### Task statement
Reproduce every one of the entries below word for word, omitting the pictures from your answer.

-- Start Data lines --

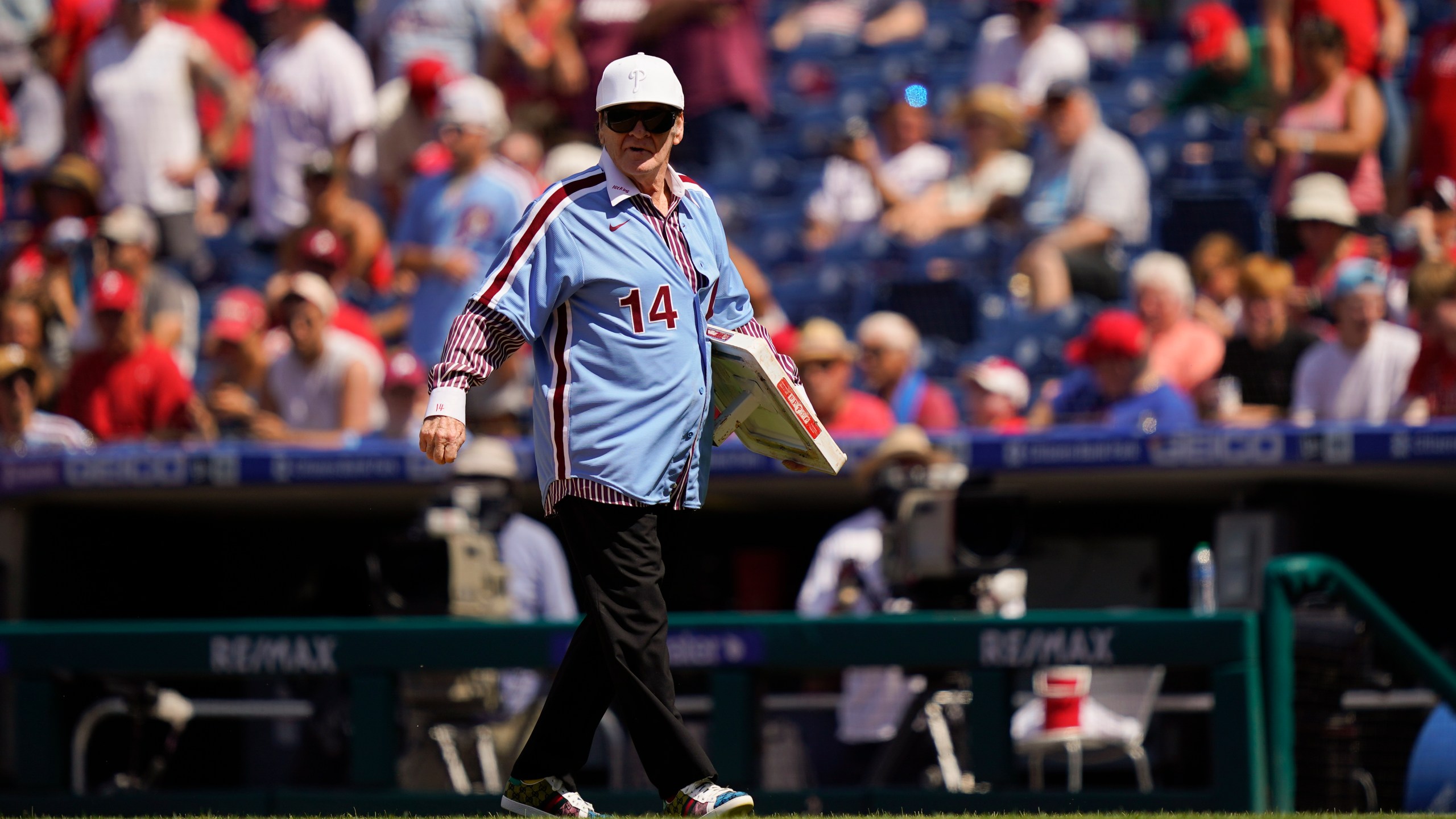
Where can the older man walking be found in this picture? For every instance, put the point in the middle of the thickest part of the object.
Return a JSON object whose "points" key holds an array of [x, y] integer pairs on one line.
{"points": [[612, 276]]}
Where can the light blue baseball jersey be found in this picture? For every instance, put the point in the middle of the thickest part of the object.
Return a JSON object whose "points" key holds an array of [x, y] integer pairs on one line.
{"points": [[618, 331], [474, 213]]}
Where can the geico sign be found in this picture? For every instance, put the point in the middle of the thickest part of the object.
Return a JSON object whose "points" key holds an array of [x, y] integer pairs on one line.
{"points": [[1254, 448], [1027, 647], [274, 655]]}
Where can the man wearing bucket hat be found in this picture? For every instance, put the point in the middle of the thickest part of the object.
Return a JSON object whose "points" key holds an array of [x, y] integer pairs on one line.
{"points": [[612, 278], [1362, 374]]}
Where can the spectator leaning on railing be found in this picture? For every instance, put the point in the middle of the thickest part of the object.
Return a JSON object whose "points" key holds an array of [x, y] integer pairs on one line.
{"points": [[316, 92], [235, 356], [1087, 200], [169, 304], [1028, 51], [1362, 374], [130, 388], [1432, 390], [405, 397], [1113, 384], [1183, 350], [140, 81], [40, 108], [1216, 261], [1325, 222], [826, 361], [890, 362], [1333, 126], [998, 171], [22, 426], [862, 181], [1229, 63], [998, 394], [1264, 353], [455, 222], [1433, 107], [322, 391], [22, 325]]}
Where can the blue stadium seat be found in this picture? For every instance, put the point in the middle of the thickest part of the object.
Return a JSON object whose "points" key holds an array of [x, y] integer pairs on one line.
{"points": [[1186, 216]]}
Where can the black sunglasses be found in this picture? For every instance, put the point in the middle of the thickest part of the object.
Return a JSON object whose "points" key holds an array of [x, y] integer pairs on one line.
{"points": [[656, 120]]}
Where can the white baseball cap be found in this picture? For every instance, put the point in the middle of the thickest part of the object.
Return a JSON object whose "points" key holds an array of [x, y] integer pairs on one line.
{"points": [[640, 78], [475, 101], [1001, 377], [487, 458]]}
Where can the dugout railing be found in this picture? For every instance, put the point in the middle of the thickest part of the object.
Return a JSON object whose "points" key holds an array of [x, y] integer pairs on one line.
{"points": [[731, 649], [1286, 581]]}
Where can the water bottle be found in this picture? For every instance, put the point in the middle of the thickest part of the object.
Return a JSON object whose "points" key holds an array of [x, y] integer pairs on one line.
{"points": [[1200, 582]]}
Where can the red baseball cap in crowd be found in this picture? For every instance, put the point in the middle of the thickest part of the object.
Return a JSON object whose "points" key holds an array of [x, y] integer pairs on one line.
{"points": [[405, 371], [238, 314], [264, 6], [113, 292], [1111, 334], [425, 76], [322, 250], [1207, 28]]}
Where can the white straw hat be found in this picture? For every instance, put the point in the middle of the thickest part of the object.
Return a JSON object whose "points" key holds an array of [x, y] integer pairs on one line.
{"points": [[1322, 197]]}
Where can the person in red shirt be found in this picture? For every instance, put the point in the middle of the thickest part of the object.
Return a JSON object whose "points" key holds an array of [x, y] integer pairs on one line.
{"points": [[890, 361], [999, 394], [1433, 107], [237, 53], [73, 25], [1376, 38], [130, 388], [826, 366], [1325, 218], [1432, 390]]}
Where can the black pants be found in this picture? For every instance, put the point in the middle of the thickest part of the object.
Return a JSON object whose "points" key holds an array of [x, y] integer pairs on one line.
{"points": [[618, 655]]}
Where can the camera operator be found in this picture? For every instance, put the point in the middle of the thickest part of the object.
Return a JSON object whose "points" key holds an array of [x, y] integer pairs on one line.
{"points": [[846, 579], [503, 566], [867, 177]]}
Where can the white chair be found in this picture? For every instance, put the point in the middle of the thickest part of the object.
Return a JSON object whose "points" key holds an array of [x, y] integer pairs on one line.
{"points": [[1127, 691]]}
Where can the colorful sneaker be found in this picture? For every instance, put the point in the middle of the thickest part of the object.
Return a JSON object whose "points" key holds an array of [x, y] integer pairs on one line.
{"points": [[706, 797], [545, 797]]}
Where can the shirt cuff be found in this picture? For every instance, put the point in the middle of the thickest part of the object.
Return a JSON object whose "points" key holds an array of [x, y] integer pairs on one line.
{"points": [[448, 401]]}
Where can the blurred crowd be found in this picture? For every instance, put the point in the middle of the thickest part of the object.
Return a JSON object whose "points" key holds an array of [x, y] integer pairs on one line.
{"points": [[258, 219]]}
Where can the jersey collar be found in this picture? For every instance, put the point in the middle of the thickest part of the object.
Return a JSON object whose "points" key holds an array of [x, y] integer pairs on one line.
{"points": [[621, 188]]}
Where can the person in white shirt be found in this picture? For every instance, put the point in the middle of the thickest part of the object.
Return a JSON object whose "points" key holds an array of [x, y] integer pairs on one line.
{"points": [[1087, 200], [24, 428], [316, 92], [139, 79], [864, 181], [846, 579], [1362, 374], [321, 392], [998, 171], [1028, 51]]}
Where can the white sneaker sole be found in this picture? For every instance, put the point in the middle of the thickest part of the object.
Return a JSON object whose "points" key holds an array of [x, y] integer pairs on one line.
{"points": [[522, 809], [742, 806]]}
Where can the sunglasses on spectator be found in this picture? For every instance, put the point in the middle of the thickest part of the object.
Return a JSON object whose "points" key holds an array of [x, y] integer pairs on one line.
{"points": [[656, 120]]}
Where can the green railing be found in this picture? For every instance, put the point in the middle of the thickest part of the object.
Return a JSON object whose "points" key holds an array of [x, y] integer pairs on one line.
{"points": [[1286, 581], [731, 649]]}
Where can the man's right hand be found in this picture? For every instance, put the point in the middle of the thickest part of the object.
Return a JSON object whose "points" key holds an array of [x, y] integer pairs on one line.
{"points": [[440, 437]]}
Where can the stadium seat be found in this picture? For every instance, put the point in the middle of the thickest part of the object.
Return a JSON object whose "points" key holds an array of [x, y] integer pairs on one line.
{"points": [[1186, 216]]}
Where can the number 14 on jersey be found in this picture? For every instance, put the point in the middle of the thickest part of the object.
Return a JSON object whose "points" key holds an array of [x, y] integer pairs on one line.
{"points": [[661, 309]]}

-- End Data lines --

### Written reply
Where can the older man walking be found in this picture? For every instance, put the point in the middle of the thickest part of the object.
Return a JSON object whose "points" key holds an array of [x, y] integer pairs on one line.
{"points": [[612, 276]]}
Where can the light blue baseball jersey be found in this picture? For every instance, put the point in the middle of the thickest part of the object.
Return a JSON object whose "points" key holds an array of [x, y] integer pairs on one line.
{"points": [[618, 331], [474, 213]]}
Where can the geico sign be found in this picture? For every instance, put the point in the middle of the thickest part of the object.
Return a JSON object whose "points" key holds an array of [x, y] integer pairs on one line.
{"points": [[1254, 448], [1027, 647], [274, 655]]}
Where can the man wearing bucket hat be found in this picture? For every instance, put the point in the middle of the thickest part of the object.
Return a JSON object whose "points" key holds an array of [x, y] integer pairs on one line.
{"points": [[612, 278], [1362, 374]]}
Where can the spectator leaning on railing be found in this picture? For every instance, put the point in the middle of the thickest part of the object.
Return a JSON object whose "points" key holds an array of [x, y] integer pairs on one line.
{"points": [[316, 92], [235, 356], [1087, 200], [169, 304], [1028, 51], [1362, 374], [130, 388], [1432, 390], [405, 397], [1113, 384], [1183, 350], [140, 81], [40, 108], [1216, 261], [1325, 222], [826, 361], [890, 362], [1333, 126], [998, 171], [22, 426], [862, 181], [1229, 63], [998, 394], [1264, 353], [455, 222], [1433, 107], [322, 391], [22, 325]]}
Where can the blue stadium seat be found in this picture? For every instance, put the point in the middle of the thickest part of the object.
Return a JSON object whose "points" key holds an array of [x, y] integer pairs on one line.
{"points": [[1186, 216]]}
Where can the black sunglasses be found in this picture? For every instance, put the point in the middle of the thickest part of the object.
Return a JSON object whose "points" key holds an array of [x, y] integer pairs on one line.
{"points": [[656, 120]]}
Where can the white baseball cap be found in this picture? For every instance, put the point in the middle of the thickest part of the object.
Return a JSON object whose "points" key holds an array of [x, y] integer pairs on one line.
{"points": [[640, 78], [475, 101], [1001, 377], [487, 458]]}
Where can the dugout railing be found in this picture? For every instance, put the point in the middle of the thickest part of the object.
Return a JSON object whose "points" key holds an array of [x, y] integer pairs on one line.
{"points": [[731, 649], [1286, 581]]}
Where can the water bottle be found in this picture? For every instance, put the point in the middle of the thickest part of the object.
Return a JSON object whose "points" key holds an array of [x, y] integer pairs on one line.
{"points": [[1200, 582]]}
Where can the red baseball cap in crowd be found in this picture? For every instance, put the point in the middle of the thickest part of the object.
Return a JSON object whose "points" key holds an array of [x, y] integer pairs on one line.
{"points": [[405, 371], [238, 314], [264, 6], [113, 292], [1111, 334], [425, 76], [322, 250], [1207, 28]]}
Where can the white straw hat be found in this picture? For every instance, put the point in the middle of the thickest part of the object.
Return a JSON object whose "points" key holds an array of [x, y] integer pairs on one line.
{"points": [[1322, 197]]}
Where can the person in red shirt be found in this picture? For every instance, put the point in the middle of the thickest part of the object.
Return a JSON object whose "points" key holds an array of [x, y] integer pairs on one line.
{"points": [[890, 361], [999, 394], [1433, 107], [237, 53], [73, 25], [1376, 38], [130, 388], [826, 366], [1325, 218], [1432, 390]]}
Where can the black pants be found in this picture? For every instance, put the point in the middle of the thickest part of the object.
Return a JSON object whose "points" key holds an array of [x, y] integer pairs on one line.
{"points": [[618, 655]]}
Where can the camera operator be found in this picture? For every instance, put the point in the middle of the thickest part of the object.
Return a JSON object whose "points" key holds an array of [x, y] integer pairs on one line.
{"points": [[846, 579], [503, 566], [867, 177]]}
Where can the white chair be found in this picture? For every instance, put the point in the middle of the thickest part of the object.
Return a JSON object whose "points" key holds an array of [x, y] integer pairs on one line.
{"points": [[1127, 691]]}
Where can the colorful sneaker be found in this picture? For every instance, put the point in the middle of the thickest part of the object.
Return a JSON object whose "points" key holds an array of [x, y] integer pairs on one line.
{"points": [[706, 797], [545, 797]]}
Where can the shirt cuff be found in this picture? For every instance, put the point in the middle of the thickest part of the object.
Return a JSON object whose "points" key holds an array of [x, y] integer pairs on one line.
{"points": [[448, 401]]}
Where can the blurred crowd be found in this picture? For every instance, put the point in the middle of the thickest part of the object.
Return a JSON object whose "points" key holds an array of [x, y] integer pairs on one line.
{"points": [[258, 219]]}
Where can the jersey collar be found in this picture? For every instance, put the point in the middle of the thickest part of the object.
Return a JSON object whose "points" key holds an array of [x, y] integer pairs on one line.
{"points": [[621, 188]]}
Where can the person in white shirt be found in this picture? For every instance, put the point in the middle of the thickest part of the object.
Return a JSON object whose "points" key holds an array of [x, y] integer pairs on one line.
{"points": [[1087, 200], [24, 428], [316, 92], [139, 79], [864, 181], [846, 579], [1362, 374], [321, 392], [998, 171], [1028, 51]]}
Where can the white sneaker sole be found in this picture? For every instance, put the point in the middle of the thickest part of the object.
Return a JSON object whose "points" key holds an array of [x, y] integer pairs on one line.
{"points": [[522, 809], [742, 806]]}
Where can the sunglasses on spectator be found in this picture? For every instance, put the point in the middle of the thickest part of the object.
Return a JSON object whose "points" key holds an array of [x, y] integer pairs on one line.
{"points": [[656, 120]]}
Where can the green railing be found in this picture? For every instance, put the point in the middle of the thickest part of the object.
Return a JSON object whose "points" key holds an array of [x, y] integer pairs on one line.
{"points": [[1286, 581], [731, 649]]}
Where can the man's right hand be found in this picture? For every instance, put the point in the middle of the thickest part of the object.
Return a JSON object whose "points" key holds an array of [x, y] integer pairs on one line.
{"points": [[440, 437]]}
Where can the stadium seat be found in this picture? For every instance, put the point in the middle of the thickest part of the object.
Return a JSON object whose "points" key holds an array of [x, y] integer pairs on one line.
{"points": [[1186, 216]]}
Where can the number 14 on jersey be found in this picture? For every instance, put the point in the middle of the thickest part of the object.
Return a JSON object whose "points" key holds an array of [x, y] integer pairs on one line.
{"points": [[661, 309]]}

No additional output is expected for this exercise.